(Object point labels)
-*-*-

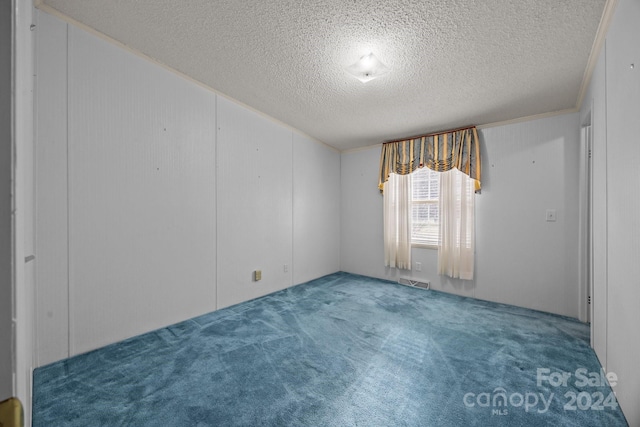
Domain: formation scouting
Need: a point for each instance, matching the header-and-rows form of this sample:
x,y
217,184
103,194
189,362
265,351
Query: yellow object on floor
x,y
11,414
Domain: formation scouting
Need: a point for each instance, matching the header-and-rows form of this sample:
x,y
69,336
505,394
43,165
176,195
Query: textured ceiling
x,y
453,62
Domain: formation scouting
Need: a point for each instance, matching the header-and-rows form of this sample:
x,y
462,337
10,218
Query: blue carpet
x,y
342,350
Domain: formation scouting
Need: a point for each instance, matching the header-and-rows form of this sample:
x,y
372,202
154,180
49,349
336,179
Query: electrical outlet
x,y
551,215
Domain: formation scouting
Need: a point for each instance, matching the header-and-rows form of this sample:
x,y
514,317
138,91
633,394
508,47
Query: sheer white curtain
x,y
397,221
457,237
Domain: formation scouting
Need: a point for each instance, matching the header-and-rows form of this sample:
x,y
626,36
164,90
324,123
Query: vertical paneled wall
x,y
52,276
157,199
623,204
255,199
142,212
6,241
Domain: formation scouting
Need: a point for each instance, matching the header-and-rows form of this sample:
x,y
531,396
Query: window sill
x,y
423,246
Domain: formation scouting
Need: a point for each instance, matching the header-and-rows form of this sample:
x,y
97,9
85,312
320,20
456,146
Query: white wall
x,y
157,199
316,209
24,250
594,112
6,256
52,275
613,99
255,194
521,258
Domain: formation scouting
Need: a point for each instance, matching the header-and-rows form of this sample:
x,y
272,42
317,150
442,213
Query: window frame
x,y
436,202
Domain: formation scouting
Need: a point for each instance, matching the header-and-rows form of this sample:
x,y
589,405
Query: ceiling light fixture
x,y
367,68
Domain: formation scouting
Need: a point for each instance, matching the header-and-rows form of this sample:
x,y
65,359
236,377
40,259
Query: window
x,y
426,215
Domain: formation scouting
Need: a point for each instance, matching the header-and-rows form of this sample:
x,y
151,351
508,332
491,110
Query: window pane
x,y
426,188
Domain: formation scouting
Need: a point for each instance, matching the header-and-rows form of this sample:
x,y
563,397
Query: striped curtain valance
x,y
440,152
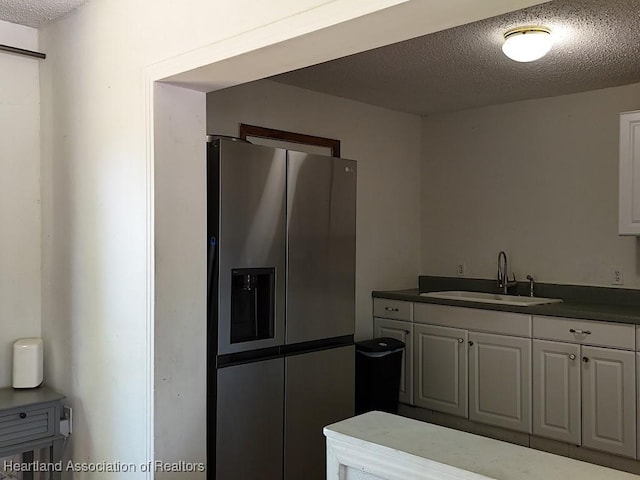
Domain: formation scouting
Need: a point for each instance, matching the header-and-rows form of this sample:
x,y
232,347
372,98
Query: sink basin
x,y
491,298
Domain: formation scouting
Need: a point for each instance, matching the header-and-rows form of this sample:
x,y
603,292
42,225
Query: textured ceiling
x,y
35,13
596,45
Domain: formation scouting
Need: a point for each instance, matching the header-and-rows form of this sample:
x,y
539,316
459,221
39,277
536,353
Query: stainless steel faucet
x,y
531,285
503,274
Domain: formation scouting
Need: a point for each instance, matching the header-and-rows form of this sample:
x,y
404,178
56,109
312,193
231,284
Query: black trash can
x,y
378,367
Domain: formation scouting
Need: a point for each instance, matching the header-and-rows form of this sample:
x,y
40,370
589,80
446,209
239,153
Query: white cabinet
x,y
500,380
629,171
403,331
483,375
584,393
609,400
556,391
440,377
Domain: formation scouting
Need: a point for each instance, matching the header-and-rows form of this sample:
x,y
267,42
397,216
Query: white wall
x,y
180,324
20,257
386,145
537,179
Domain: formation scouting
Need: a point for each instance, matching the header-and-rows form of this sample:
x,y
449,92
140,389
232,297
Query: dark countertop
x,y
621,312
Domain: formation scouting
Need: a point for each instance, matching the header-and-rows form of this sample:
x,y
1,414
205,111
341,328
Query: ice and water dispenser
x,y
252,304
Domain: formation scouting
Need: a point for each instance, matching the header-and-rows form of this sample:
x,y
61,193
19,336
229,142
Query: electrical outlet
x,y
617,276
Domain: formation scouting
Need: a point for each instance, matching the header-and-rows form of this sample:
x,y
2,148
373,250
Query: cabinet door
x,y
402,331
500,380
440,369
609,400
629,183
556,391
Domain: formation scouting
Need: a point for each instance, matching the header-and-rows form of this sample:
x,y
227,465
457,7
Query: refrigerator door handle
x,y
212,268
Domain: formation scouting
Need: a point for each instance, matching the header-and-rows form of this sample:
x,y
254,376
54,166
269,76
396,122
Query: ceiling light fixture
x,y
526,44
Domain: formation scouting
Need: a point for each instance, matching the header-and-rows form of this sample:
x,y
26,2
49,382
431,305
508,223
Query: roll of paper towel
x,y
27,362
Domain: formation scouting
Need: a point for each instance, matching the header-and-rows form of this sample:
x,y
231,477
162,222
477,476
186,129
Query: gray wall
x,y
386,145
538,179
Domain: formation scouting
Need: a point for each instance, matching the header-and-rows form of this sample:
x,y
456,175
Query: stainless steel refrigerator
x,y
281,308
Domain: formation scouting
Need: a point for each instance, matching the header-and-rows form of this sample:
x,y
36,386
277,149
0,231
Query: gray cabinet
x,y
584,384
483,375
609,400
556,391
500,380
29,420
440,369
403,331
629,182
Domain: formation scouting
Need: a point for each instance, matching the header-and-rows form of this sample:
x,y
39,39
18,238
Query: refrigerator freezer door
x,y
249,420
251,237
321,219
320,391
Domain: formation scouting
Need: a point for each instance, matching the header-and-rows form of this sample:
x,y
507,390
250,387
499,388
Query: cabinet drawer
x,y
588,332
489,321
395,309
18,426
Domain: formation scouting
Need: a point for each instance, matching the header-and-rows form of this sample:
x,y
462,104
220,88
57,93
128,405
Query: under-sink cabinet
x,y
394,319
584,392
572,380
443,388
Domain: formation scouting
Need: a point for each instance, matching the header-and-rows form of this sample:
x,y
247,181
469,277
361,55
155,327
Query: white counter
x,y
379,445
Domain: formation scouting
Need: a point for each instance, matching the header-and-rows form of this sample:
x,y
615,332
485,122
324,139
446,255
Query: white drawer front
x,y
395,309
588,332
490,321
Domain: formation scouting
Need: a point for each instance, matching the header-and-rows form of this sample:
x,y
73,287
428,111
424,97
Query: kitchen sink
x,y
496,298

-*-*-

Pick out each line in the entries above that contains the word "sink", and copy those lines.

* _Solution to this task_:
Query: sink basin
Query: under-sink cabinet
Query: kitchen sink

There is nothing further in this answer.